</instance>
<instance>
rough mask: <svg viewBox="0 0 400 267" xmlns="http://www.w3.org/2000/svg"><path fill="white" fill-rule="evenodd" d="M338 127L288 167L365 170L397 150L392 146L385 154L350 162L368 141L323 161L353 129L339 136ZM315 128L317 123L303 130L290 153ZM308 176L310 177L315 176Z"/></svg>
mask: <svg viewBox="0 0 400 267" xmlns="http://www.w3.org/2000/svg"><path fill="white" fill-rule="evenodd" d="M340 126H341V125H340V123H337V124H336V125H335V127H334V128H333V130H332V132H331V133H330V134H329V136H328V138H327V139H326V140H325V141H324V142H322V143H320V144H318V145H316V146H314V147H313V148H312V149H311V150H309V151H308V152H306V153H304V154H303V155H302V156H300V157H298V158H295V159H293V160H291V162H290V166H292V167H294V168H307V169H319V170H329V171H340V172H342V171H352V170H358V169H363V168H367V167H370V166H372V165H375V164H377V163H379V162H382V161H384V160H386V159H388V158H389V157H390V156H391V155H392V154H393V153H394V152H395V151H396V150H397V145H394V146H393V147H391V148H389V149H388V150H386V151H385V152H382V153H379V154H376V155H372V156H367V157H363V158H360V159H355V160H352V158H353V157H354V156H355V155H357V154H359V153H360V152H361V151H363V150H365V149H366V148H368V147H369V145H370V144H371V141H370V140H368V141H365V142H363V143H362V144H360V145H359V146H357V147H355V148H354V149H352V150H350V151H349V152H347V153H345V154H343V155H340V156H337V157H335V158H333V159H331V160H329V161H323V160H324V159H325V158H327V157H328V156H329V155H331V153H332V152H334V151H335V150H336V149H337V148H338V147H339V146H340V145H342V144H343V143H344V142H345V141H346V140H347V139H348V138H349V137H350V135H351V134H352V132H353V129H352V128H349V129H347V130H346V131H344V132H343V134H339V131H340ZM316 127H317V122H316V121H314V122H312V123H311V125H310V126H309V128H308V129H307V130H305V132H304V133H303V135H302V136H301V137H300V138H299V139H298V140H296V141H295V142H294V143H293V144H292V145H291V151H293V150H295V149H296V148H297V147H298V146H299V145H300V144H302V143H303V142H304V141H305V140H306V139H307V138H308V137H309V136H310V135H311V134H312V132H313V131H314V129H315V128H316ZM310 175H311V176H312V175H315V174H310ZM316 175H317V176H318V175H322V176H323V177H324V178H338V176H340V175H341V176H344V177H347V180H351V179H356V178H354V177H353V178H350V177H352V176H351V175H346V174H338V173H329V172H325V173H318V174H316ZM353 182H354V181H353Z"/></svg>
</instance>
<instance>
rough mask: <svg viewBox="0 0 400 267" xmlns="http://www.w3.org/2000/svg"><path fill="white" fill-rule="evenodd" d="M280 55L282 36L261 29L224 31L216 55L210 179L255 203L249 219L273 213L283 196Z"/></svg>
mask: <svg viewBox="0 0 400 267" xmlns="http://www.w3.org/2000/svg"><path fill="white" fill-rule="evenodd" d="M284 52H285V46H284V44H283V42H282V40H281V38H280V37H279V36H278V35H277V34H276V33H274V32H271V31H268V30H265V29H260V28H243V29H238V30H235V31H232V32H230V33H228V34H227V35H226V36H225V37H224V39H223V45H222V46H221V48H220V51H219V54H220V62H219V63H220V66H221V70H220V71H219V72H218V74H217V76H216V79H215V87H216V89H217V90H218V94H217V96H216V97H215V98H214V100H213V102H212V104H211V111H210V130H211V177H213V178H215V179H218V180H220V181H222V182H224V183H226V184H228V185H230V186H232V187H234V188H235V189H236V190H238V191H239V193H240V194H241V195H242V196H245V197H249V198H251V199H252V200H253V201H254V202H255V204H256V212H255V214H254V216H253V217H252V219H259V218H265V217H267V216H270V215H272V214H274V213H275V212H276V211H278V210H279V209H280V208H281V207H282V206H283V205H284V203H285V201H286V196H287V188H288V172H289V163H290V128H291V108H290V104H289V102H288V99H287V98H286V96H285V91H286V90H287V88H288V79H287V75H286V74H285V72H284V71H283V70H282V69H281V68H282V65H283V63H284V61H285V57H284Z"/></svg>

=== What to produce ===
Output each line of the material exactly as it was written above.

=== Task response ===
</instance>
<instance>
rough mask: <svg viewBox="0 0 400 267" xmlns="http://www.w3.org/2000/svg"><path fill="white" fill-rule="evenodd" d="M338 127L288 167L365 170L397 150L392 146L385 154L350 162L368 141L323 161L353 129L339 136ZM315 128L317 123L303 130L290 153ZM308 176L310 177L315 176Z"/></svg>
mask: <svg viewBox="0 0 400 267" xmlns="http://www.w3.org/2000/svg"><path fill="white" fill-rule="evenodd" d="M340 126H341V125H340V123H337V124H336V125H335V127H334V128H333V130H332V132H331V133H330V134H329V136H328V138H327V139H326V140H325V141H324V142H322V143H320V144H318V145H316V146H314V147H313V148H312V149H311V150H309V151H308V152H306V153H304V154H303V155H302V156H300V157H298V158H295V159H293V160H291V162H290V166H292V167H294V168H307V169H319V170H329V171H340V172H342V171H352V170H358V169H363V168H367V167H370V166H372V165H375V164H377V163H379V162H382V161H384V160H386V159H388V158H389V157H390V156H391V155H392V154H393V153H394V152H395V151H396V150H397V145H394V146H393V147H391V148H389V149H388V150H386V151H385V152H382V153H379V154H376V155H372V156H367V157H363V158H360V159H355V160H352V158H353V157H354V156H355V155H357V154H359V153H360V152H361V151H363V150H365V149H366V148H368V147H369V145H370V144H371V141H370V140H368V141H365V142H363V143H362V144H360V145H359V146H357V147H355V148H354V149H352V150H350V151H349V152H347V153H345V154H343V155H340V156H337V157H335V158H333V159H331V160H329V161H323V160H324V159H325V158H327V157H328V156H329V155H331V153H332V152H334V151H335V150H336V149H337V148H338V147H339V146H340V145H342V144H343V143H344V142H345V141H346V140H347V139H348V138H349V137H350V135H351V134H352V132H353V129H352V128H349V129H347V130H346V131H344V132H343V134H339V131H340ZM316 127H317V122H316V121H314V122H312V123H311V125H310V126H309V128H308V129H307V130H305V132H304V133H303V135H302V136H301V137H300V138H299V139H298V140H296V141H295V142H294V143H293V144H292V145H291V151H293V150H295V149H296V148H297V147H298V146H299V145H300V144H302V143H303V142H304V141H305V140H306V139H307V138H308V137H309V136H310V135H311V134H312V132H313V131H314V129H315V128H316ZM310 175H311V176H312V175H315V174H310ZM316 175H317V176H318V175H322V176H323V177H324V178H338V176H340V175H341V176H344V177H347V180H351V179H356V178H354V177H353V178H350V177H352V176H351V175H346V174H338V173H329V172H325V173H318V174H316ZM353 182H354V181H353Z"/></svg>
</instance>
<instance>
rough mask: <svg viewBox="0 0 400 267" xmlns="http://www.w3.org/2000/svg"><path fill="white" fill-rule="evenodd" d="M280 55L282 36L261 29L224 31L216 55L210 179L255 203L249 219L273 213L283 196Z"/></svg>
mask: <svg viewBox="0 0 400 267" xmlns="http://www.w3.org/2000/svg"><path fill="white" fill-rule="evenodd" d="M284 52H285V46H284V44H283V42H282V40H281V38H280V37H279V36H278V35H277V34H276V33H274V32H271V31H268V30H265V29H260V28H243V29H238V30H235V31H232V32H230V33H228V34H227V35H226V36H225V37H224V39H223V45H222V46H221V48H220V51H219V54H220V62H219V63H220V66H221V70H220V71H219V72H218V74H217V76H216V79H215V87H216V89H217V90H218V94H217V96H216V97H215V98H214V100H213V102H212V104H211V111H210V130H211V177H213V178H215V179H218V180H220V181H222V182H224V183H226V184H228V185H230V186H232V187H234V188H235V189H236V190H238V191H239V193H240V194H241V195H242V196H245V197H249V198H251V199H252V200H253V201H254V202H255V204H256V212H255V214H254V216H253V217H252V219H259V218H265V217H267V216H270V215H272V214H274V213H275V212H276V211H278V210H279V209H280V208H281V207H282V206H283V205H284V203H285V201H286V196H287V188H288V172H289V163H290V128H291V108H290V104H289V102H288V99H287V98H286V96H285V91H286V90H287V88H288V79H287V75H286V74H285V72H284V71H283V70H282V69H281V68H282V65H283V63H284V61H285V57H284Z"/></svg>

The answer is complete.